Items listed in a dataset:
· · · · ·
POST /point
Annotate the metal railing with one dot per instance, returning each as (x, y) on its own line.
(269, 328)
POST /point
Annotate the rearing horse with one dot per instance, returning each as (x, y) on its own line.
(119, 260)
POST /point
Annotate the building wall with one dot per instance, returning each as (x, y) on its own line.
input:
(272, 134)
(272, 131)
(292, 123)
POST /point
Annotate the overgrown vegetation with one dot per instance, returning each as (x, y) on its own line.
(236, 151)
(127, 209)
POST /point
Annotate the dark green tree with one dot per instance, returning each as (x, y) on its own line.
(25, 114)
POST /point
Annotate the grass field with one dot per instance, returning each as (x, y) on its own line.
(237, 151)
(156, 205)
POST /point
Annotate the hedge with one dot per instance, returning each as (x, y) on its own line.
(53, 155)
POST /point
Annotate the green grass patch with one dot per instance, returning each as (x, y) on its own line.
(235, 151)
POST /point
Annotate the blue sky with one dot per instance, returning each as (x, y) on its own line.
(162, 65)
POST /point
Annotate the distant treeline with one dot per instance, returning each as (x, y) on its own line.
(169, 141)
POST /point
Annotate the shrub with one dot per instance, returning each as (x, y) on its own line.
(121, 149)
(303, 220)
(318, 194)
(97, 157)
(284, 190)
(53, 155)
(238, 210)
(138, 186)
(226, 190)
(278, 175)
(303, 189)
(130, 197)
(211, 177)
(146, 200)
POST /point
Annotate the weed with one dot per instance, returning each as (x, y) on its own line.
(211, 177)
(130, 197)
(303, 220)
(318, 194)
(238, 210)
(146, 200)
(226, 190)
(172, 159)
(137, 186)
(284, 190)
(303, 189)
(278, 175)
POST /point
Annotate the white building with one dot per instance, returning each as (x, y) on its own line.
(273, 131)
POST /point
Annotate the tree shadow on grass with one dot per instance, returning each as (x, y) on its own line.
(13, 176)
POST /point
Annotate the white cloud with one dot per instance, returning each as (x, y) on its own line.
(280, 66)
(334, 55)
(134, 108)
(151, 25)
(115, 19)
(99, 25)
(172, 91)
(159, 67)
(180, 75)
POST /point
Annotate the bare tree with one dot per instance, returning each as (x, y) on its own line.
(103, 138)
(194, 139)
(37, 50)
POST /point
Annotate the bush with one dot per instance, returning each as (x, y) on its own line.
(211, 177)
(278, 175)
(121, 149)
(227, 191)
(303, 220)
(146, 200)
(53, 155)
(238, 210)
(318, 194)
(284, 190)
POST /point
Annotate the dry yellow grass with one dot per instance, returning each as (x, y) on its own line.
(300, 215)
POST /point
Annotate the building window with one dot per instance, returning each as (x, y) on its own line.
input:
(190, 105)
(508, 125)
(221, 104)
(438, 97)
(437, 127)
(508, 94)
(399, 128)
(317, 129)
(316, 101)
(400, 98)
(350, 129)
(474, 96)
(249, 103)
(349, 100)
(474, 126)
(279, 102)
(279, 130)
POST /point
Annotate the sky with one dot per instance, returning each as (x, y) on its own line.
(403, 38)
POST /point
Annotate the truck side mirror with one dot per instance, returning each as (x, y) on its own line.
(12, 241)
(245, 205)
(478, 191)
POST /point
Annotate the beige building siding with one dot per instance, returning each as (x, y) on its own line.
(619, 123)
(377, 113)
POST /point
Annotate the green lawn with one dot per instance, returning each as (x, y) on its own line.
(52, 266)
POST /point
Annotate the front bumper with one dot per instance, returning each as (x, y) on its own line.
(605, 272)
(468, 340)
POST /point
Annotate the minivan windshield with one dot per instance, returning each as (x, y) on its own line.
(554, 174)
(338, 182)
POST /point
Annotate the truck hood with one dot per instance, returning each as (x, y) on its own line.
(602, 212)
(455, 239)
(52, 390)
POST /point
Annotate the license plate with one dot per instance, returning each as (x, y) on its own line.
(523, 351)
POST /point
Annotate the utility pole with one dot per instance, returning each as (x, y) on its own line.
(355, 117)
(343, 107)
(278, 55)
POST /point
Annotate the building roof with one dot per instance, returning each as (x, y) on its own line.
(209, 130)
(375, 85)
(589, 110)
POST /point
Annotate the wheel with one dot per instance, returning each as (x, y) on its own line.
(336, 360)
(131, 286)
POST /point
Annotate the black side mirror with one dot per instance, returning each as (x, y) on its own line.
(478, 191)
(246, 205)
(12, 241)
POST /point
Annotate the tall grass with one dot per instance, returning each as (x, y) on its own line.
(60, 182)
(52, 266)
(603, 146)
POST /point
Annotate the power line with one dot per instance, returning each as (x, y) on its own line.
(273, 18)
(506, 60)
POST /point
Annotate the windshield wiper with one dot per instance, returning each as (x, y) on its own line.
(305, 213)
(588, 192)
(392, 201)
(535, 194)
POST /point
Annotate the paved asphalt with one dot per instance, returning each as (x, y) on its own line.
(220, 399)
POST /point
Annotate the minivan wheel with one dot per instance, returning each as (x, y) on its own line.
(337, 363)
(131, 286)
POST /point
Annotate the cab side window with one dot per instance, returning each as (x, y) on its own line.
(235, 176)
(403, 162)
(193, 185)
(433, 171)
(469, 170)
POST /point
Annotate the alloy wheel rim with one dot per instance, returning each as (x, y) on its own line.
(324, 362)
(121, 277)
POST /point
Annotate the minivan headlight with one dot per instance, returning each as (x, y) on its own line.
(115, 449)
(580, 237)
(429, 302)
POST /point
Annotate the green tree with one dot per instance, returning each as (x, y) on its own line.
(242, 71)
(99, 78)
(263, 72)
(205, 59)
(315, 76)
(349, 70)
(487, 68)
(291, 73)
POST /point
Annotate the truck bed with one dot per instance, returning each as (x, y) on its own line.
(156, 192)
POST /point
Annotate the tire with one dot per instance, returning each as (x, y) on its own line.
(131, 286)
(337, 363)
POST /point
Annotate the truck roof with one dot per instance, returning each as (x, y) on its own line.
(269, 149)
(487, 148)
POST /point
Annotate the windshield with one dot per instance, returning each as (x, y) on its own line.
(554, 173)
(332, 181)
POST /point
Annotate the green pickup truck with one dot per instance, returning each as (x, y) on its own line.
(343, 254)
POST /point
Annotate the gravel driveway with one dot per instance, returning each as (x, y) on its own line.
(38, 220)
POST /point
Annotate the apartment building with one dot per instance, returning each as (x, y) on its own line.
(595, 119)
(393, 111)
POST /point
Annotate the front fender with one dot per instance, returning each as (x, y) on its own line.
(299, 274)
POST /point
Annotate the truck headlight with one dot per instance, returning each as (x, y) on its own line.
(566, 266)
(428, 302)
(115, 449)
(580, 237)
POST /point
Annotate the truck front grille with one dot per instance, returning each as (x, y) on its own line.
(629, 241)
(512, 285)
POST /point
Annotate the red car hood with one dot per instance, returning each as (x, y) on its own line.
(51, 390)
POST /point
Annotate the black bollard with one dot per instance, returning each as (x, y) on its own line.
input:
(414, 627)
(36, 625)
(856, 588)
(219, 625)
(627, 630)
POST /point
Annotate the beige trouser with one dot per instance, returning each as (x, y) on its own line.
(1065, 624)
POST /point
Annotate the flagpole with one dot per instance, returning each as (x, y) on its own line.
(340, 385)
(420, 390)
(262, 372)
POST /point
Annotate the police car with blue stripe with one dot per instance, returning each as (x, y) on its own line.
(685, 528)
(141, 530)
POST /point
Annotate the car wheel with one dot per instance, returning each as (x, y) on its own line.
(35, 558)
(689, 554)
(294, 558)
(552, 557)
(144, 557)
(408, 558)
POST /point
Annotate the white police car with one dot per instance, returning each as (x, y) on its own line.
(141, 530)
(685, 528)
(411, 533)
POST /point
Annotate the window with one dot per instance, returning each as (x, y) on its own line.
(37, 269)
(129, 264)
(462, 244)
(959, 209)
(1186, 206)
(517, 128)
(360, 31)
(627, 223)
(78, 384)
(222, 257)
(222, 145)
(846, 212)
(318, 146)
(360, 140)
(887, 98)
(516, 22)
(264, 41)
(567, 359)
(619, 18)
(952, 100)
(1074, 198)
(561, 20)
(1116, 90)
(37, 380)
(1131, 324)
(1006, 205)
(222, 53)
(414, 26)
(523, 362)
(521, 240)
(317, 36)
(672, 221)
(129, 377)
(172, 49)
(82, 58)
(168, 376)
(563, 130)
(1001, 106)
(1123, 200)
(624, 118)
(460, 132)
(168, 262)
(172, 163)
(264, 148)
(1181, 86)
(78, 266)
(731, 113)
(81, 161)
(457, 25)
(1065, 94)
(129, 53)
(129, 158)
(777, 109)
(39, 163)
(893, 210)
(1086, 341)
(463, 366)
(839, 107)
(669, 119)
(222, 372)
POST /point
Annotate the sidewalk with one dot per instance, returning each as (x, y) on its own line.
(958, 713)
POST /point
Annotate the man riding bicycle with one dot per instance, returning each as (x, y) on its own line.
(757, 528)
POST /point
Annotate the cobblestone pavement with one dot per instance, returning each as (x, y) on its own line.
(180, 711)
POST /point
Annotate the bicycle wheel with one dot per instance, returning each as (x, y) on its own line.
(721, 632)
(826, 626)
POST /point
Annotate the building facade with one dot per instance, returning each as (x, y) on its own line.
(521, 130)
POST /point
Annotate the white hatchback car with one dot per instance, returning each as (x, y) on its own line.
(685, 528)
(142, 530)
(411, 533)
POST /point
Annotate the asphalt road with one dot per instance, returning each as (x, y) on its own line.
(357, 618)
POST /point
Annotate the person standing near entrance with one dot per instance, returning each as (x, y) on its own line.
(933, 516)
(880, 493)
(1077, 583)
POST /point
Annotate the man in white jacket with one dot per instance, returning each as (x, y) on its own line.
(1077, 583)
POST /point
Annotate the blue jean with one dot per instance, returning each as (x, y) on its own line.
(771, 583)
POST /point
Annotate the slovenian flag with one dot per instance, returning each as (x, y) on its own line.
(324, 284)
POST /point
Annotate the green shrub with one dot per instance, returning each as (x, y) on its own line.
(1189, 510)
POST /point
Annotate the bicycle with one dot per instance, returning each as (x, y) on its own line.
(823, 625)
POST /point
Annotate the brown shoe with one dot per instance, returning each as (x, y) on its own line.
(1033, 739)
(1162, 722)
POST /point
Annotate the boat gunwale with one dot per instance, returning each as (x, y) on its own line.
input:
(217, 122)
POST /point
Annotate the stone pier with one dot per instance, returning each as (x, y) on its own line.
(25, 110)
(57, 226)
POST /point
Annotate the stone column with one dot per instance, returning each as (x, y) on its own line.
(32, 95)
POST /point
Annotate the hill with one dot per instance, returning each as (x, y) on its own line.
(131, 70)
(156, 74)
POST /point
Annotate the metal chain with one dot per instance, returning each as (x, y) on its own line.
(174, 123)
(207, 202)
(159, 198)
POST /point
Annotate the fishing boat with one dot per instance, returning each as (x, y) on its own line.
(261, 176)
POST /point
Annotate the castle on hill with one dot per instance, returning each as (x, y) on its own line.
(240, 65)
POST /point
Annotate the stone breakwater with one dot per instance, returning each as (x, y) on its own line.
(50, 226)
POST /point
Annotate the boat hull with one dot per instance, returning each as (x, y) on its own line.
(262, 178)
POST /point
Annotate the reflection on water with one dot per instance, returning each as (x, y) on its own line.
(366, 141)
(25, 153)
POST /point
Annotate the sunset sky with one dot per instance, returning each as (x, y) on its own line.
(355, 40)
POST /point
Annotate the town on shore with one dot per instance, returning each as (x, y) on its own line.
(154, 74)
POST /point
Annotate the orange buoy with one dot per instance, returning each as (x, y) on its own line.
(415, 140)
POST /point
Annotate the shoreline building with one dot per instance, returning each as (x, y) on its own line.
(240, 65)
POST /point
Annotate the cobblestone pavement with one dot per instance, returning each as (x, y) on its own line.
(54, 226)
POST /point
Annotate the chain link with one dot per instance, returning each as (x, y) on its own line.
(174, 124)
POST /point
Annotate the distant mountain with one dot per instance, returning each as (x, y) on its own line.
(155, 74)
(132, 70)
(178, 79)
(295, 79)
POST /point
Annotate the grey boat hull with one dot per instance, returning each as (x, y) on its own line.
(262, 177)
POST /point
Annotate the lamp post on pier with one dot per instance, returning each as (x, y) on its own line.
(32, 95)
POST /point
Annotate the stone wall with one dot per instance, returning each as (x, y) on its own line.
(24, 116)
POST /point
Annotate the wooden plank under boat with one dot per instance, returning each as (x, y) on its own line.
· · · · ·
Problem to work on
Select each line of the material above that contains the word "minivan" and copy it out.

Output of the exercise
Annotate the minivan windshield with one dot per instance, returning each as (x, y) on its own line.
Annotate the minivan wheel with one dot per instance, returning each as (x, y) on its own line.
Annotate the minivan headlight with one dot per instance, returning each as (x, y) on its own line.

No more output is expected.